▶ [Texto apresentado]:

--------------------

O caminho do deserto à iluminação pascal: 1/crer→2/escutar→3/amar→4/ver→5/viver ─ através de uma liturgia colaborativa que se desdobra em anúncio, profecia e testemunho

1Sm 16, 1b. 6-7. 10-13a; Sl 22 (23), 1-3a. 3b-4. 5. 6; Ef 5, 8-14; Jo 9, 1-41No IV Domingo da Quaresma

Já estamos no 4º domingo da quaresma. Começámos no 1º domingo, com Jesus, pelo deserto, aprendendo a superar o poder, o prazer e o possuir, optando pelo caminho da obediência filial, da castidade esponsal e da partilha fraterna, que se concretizam na oração, no jejum e na esmola.

No 2º domingo, Jesus levou-nos ao alto monte para purificar a escuta: escutá-l’O só a Ele e não os medos que nos impedem de procurar uma religião de sucessos, que nos leva a fugir das canseiras da vida quotidiana.

No 3º domingo, tivemos uma lição extraordinária de pedagogia da fé, da esperança e do amor, entre Jesus e a Samaritana. Nenhuma condenação, da análise à síntese que permite estar em missão de anunciar a água viva que é Cristo.

Neste 4º domingo, no caminho em que Se encontra com o cego de nascença, Jesus dá-nos mais um sinal da sua glória, apresentando-Se como a Luz do mundo que ajuda a esclarecer o problema do mal, diante do qual é mais necessário e urgente trabalhar do que condenar.

--------------------

▶ [Dados registados]:
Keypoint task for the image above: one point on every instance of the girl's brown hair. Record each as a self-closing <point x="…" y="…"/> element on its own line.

--------------------

▶ [Tarefas propostas]:
A. Responda, com base no texto sobre a Quaresma, a estas perguntas:
(i) No 1º domingo, que três coisas se aprende a superar no deserto?
(ii) No 3º domingo, entre quem se dá a lição de pedagogia da fé, da esperança e do amor?
(iii) No 4º domingo, com quem Se encontra Jesus no caminho?
B. Retome o texto sobre a Quaresma e dê-lhe continuação a partir da última frase apresentada.
A listagem é material à parte, independente do texto sobre a Quaresma.

▶ [Respostas do exercício]:
A.
(i) O poder, o prazer e o possuir.
(ii) Entre Jesus e a Samaritana.
(iii) Com o cego de nascença.

B.
Temos neste relato uma fonte de sentido para o nossa catequese e/ou catecumenado que dá início à vida batismal dos cristãos, passando pelo rito da celebração sacramental. Este coloca-nos num caminho que pode ir da plausibilidade da visão farisaica à cegueira crente. Esta sabre os olhos ao caminho da graça divina, aquela tem uma fixação pela condição do pecado humano. Não há pior cegueira espiritual de que não acreditar que todo o ser humano é capax Dei, capaz de Deus. E Jesus veio para, em cada ser humano, despoletar o “parto” de cada caminho pessoal para Deus. Comunidades, estamos capazes de criar estes ambientes em que cada pessoa humana possa dar início e continuidade ao seu caminho de cura, anúncio e profecia? Para isso, é preciso uma fidelidade criativa, que não deixa ficar as coisas como estão. Esta rigidez costuma fazer parte do lastro farisaico que ainda habita a nossa história religiosa. Os cristãos humildes, não têm medo de reconhecer as ações sacramentais e pastorais dos batizados convictos e consagrados na missão de hoje.

A conversão é um processo entre a cegueira humildemente assumida e o acolhimento da visão da fé. E a confirmação de que está no caminho certo é a “via sinodalis”, na caridade para com todos. Se, pelo contrário, parece que vemos tudo, menos os irmãos com quem o Senhor nos chama a partilhar o caminho, então estamos no caminho contrário ao da conversão ao Reino de Deus. O banco de prova de uma conversão real e não meramente cosmética é a de que o caminho nos leva ao outro.

A cura do cego de nascença ─ personagem-tipo dos discípulos de Jesus ─ acontece em duas fases do encontro com Cristo, com várias etapas:
A) Aquela em que ele defende a sua identidade pessoal diante dos vizinhos.
B) Aquela em que ele dá testemunho de Jesus aos demais.
C) Aquela em que ele professa a fé diante do próprio Jesus.


No caminho, interagem várias personagens-esboço a indicar-nos fases ou aspetos e, inclusivamente, resistências à conversão cristã, em que o próprio Jesus serve de “júri”:
1) Os discípulos de Jesus: preocupados com a causa moral do mal, em vez do que é preciso operar para livrar do mal.
2) Os vizinhos do cego: habituados a vê-lo sentado como indigente, não reconhecem a sua dignidade aquém da sua condição de cego.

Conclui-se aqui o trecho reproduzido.